--- Start of Page ---

In 1994 the first satellite tracking device was fitted to a Houbara so that its movements could be followed. At this point very little was known about the complete migratory pattern or behaviour of the species. As a result of the data compiled through satellite tracking and field studies, a fuller picture of Houbara migration and its behaviour became much clearer. Additionally, in 1994, the first field studies were carried out in Kazakhstan; an important country for the Houbara as it home to over 50 per cent of the global Houbara population. 

In recognition of the vast international range of the species, in 1995 the Emirates Centre for Wildlife Propagation (ECWP) was opened in Morocco to produce captive-bred Houbara for release in North Africa. At this point the Houbara was regarded as a single species (it was only in 2014 that the taxonomy of the Houbara was officially divided into two distinct species – Asian and North African Houbara). Like its counterpart in Abu Dhabi, ECWP was initially focused on bird production and conducting scientific research on the species and environmental conditions.

As production numbers gradually increased during the formative years of NARC and ECWP, the Houbara programme began releasing captive-bred birds into the wild. The first such releases occurred in North Africa in 1998, followed by the first release in the UAE in 2004.

In 2006, IFHC was established to manage the full scope of the programme’s operations. IFHC had an objective to produce 50,000 Houbara chicks every year. Additional capacity would be required in order to reach this target, and over the next decade a further three breeding facilities were added to IFHC’s portfolio.

--- End of Page ---

- [Direction 1] In the Houbara history, replace "captive-bred" with "captive-reared" and write out the passage between "As production numbers" and "UAE in 2004.", inclusive.
- [Direction 2] Please write the next part of the Houbara history, picking up after its final sentence.
The rows after this point come from a separate source, not from the Houbara history.

--- Start of Records supplied ---

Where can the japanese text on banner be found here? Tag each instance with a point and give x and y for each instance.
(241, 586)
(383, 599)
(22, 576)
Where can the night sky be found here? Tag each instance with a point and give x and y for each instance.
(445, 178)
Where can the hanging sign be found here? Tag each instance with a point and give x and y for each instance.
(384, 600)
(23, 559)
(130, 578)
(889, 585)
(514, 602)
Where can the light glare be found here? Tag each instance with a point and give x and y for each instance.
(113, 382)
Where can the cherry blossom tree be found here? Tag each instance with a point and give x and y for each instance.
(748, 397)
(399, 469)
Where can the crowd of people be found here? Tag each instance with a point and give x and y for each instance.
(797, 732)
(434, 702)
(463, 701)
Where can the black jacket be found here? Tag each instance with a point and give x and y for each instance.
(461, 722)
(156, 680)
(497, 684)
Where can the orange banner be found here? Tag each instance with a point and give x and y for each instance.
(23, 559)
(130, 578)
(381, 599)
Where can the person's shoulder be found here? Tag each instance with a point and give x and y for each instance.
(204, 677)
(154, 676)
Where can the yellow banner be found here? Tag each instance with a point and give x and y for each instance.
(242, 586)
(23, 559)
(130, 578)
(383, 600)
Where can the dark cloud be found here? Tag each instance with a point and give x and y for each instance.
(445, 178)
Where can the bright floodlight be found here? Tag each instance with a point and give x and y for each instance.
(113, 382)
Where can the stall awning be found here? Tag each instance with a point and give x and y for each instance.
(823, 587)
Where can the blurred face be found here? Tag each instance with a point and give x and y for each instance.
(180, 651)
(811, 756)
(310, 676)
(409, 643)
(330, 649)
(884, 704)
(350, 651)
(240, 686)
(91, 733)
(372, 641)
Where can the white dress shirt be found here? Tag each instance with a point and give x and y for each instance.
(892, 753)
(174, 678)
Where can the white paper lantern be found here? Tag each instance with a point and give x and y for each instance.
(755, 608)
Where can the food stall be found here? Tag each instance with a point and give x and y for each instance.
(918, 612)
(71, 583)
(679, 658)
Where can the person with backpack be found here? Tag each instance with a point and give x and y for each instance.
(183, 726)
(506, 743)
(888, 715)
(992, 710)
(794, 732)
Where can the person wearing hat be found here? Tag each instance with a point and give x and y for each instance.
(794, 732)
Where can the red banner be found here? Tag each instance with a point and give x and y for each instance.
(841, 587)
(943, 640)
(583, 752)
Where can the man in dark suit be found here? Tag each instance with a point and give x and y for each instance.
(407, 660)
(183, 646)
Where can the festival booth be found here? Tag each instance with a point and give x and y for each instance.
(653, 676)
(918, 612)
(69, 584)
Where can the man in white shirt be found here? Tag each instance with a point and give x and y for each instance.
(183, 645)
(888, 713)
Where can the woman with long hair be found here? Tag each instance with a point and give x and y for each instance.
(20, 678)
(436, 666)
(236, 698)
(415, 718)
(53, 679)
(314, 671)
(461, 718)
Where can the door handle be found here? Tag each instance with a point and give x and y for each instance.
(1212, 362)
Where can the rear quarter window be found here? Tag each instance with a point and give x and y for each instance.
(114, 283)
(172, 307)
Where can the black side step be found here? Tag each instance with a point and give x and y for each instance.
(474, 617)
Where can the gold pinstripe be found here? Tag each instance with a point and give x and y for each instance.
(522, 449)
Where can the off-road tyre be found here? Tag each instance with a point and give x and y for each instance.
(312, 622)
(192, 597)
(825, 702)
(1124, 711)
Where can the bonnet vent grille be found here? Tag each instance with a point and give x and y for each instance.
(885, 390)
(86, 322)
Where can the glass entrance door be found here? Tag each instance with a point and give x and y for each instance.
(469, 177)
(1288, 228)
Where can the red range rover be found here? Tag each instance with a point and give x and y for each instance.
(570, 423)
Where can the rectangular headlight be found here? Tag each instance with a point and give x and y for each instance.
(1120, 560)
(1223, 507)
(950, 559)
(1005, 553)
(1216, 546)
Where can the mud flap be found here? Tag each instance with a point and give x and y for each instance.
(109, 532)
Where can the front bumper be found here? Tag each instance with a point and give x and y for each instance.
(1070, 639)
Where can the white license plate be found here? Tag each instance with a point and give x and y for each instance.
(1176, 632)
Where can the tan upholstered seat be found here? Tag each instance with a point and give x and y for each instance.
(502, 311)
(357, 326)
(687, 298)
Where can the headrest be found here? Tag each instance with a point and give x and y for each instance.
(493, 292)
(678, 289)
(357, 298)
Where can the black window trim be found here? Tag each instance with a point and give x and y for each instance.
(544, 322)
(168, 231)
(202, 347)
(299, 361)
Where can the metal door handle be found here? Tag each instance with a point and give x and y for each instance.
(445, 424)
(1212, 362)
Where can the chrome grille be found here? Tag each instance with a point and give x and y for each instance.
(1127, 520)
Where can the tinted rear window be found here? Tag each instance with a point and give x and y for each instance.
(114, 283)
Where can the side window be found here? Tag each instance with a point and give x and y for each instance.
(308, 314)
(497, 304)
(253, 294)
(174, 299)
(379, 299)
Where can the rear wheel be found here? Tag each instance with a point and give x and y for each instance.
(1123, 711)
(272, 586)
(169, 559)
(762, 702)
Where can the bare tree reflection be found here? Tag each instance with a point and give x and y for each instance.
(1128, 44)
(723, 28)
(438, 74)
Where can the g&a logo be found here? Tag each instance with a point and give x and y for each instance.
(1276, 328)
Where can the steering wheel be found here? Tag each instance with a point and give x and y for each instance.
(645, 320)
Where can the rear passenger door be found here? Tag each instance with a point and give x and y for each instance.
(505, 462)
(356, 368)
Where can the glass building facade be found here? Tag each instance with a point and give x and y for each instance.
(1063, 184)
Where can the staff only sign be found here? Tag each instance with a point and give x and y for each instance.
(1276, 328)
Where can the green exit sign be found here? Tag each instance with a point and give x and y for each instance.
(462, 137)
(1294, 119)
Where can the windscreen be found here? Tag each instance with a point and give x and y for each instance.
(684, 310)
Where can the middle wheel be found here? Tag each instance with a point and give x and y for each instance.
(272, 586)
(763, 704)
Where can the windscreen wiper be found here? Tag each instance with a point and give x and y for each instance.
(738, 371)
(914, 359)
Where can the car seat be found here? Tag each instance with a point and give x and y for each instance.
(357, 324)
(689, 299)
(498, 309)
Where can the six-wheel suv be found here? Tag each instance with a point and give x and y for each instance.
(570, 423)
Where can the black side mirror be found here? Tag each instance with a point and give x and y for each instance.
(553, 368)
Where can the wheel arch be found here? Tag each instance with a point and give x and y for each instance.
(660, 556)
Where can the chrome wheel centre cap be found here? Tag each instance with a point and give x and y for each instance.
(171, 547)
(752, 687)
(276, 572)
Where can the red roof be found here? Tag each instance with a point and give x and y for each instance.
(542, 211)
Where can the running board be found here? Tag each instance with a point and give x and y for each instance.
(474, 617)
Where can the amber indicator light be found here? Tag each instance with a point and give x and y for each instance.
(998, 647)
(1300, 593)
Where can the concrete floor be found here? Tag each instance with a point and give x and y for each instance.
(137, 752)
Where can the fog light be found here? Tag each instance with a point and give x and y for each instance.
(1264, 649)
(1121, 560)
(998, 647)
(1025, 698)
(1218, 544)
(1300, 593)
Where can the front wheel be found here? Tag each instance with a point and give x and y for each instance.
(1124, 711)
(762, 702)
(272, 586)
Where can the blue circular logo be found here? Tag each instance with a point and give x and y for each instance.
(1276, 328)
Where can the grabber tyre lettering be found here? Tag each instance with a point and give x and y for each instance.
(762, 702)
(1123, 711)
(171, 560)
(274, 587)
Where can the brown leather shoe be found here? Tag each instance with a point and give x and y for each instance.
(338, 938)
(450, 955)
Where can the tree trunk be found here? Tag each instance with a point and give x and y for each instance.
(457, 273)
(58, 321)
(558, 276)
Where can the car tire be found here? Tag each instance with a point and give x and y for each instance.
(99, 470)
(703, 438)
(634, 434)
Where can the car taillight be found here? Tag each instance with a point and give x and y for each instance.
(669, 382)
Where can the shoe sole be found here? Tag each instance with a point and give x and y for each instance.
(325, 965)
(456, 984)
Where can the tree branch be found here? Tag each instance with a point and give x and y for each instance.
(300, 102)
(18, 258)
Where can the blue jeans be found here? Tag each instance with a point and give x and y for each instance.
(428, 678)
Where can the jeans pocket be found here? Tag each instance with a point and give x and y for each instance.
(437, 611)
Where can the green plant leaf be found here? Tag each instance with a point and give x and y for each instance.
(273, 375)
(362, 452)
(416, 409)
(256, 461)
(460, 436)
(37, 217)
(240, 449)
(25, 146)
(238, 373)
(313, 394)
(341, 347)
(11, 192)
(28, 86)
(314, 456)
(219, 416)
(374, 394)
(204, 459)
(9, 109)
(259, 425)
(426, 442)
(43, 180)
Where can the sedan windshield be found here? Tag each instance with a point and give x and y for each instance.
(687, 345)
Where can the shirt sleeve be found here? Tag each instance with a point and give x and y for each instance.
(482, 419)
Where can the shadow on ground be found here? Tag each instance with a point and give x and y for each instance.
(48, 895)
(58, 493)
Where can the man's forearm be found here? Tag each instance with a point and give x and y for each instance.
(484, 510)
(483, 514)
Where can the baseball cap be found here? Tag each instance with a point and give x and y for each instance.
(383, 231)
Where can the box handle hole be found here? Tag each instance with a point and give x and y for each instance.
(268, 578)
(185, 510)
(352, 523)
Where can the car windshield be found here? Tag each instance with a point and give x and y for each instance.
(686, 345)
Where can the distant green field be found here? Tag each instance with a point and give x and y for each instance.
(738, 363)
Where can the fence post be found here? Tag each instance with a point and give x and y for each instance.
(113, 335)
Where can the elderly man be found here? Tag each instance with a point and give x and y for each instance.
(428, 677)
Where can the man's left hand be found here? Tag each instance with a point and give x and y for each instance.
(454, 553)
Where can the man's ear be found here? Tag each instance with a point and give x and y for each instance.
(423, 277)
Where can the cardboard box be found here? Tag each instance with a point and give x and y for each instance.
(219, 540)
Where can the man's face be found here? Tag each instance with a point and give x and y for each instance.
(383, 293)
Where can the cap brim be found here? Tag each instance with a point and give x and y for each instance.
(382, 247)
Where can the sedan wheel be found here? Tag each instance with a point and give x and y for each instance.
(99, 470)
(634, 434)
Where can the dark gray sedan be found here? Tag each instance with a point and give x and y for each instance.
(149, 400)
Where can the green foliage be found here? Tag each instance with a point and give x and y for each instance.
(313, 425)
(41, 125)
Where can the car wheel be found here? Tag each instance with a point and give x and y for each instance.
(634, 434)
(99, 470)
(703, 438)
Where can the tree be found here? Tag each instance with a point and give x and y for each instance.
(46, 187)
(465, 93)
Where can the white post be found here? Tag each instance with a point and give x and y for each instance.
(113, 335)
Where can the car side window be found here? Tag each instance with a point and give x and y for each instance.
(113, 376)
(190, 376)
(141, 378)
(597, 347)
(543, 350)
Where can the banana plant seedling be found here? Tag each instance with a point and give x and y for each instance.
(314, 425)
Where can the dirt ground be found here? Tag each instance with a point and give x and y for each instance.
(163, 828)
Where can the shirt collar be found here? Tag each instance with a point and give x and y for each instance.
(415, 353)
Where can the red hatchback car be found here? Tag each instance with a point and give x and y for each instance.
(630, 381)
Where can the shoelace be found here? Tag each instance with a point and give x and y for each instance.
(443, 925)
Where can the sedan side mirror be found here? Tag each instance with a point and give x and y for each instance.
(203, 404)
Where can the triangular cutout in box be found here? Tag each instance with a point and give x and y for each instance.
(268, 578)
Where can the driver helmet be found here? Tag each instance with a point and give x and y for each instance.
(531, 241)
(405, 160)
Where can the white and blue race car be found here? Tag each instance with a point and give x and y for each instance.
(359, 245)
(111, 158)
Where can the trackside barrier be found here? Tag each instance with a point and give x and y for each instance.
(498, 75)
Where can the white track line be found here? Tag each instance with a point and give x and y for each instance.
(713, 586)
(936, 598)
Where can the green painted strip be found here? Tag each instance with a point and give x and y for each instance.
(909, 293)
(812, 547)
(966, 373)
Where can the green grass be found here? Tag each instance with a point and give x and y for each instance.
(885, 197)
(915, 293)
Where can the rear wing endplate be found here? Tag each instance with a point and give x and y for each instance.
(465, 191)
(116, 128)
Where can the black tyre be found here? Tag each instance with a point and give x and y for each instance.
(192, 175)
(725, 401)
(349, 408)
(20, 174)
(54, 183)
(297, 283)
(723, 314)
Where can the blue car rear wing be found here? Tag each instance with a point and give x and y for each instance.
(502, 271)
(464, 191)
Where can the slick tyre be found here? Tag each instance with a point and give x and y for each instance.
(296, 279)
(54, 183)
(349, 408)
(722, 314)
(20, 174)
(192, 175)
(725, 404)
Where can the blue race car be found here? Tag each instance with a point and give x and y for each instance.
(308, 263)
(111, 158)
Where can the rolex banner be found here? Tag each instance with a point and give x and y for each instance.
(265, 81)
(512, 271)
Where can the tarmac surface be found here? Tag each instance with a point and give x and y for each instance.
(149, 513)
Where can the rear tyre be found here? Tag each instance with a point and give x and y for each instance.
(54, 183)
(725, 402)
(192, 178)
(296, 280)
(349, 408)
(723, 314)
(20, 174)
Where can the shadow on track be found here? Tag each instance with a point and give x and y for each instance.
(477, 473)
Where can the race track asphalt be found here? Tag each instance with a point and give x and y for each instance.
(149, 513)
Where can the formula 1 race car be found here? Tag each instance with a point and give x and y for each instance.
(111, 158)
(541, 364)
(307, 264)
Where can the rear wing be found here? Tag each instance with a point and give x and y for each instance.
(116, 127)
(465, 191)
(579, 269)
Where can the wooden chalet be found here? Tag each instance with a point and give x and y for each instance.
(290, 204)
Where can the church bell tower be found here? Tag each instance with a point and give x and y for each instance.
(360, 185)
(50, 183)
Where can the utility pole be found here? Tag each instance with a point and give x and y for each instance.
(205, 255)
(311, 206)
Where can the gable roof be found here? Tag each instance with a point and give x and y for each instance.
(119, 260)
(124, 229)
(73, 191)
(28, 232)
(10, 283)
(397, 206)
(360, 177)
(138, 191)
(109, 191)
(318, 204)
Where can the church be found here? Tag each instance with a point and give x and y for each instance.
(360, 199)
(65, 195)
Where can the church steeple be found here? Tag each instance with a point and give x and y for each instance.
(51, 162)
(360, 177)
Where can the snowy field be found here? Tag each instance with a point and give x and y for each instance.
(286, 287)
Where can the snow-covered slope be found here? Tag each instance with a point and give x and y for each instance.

--- End of Records supplied ---

- [Output 1]
As production numbers gradually increased during the formative years of NARC and ECWP, the Houbara programme began releasing captive-reared birds into the wild. The first such releases occurred in North Africa in 1998, followed by the first release in the UAE in 2004.

- [Output 2]
In 2006 a second facility was opened at Enjil in Morocco to breed Houbara for release in North Africa. In the UAE a second facility – the Sheikh Khalifa Houbara Breeding Centre – Abu Dhabi (SKHBC-AD) began full production in 2012. Whilst in Kazakhstan temporary facilities for breeding were established in 2008 with the construction of a permanent facility beginning in 2011. As a result of its investment in captive breeding of Houbara, IFHC reached its target of annually producing 50,000 Houbara in 2016 bringing to total to over 360,000 birds bred by IFHC in its managed facilities since 1996.

At the same time that the breeding programme has increased, the number of Houbara released into the wild has also increased. The release of Houbara in North Africa began with just 2 male birds in 1998, while the first release of Houbara in the UAE consisted of 5 birds. By 2017 these figures have greatly increased. Since 1998 more than 260,000 Houbara have been provided for conservation release or hunting, which reinforce the wild population.

The increase of the release programme is also reflected in the expansion in the number of range countries where captive-bred birds from Abu Dhabi’s Houbara programme have been released into the wild. Since the first birds were released in the UAE and Morocco, an additional 12 countries have received birds from the captive breeding programme to release to help support wild populations of Houbara.

Reflecting the holistic approach to conservation taken by IFHC, in 2013 IFHC began providing captive-bred Houbara to falconers in the UAE to train their falcons. This initiative not only helps to maintain thousands of years of tradition and culture, but does so in a sustainable way. By reducing the demand for Houbara the black market trade in this rare bird is deflated, and in so doing take the pressure off wild populations.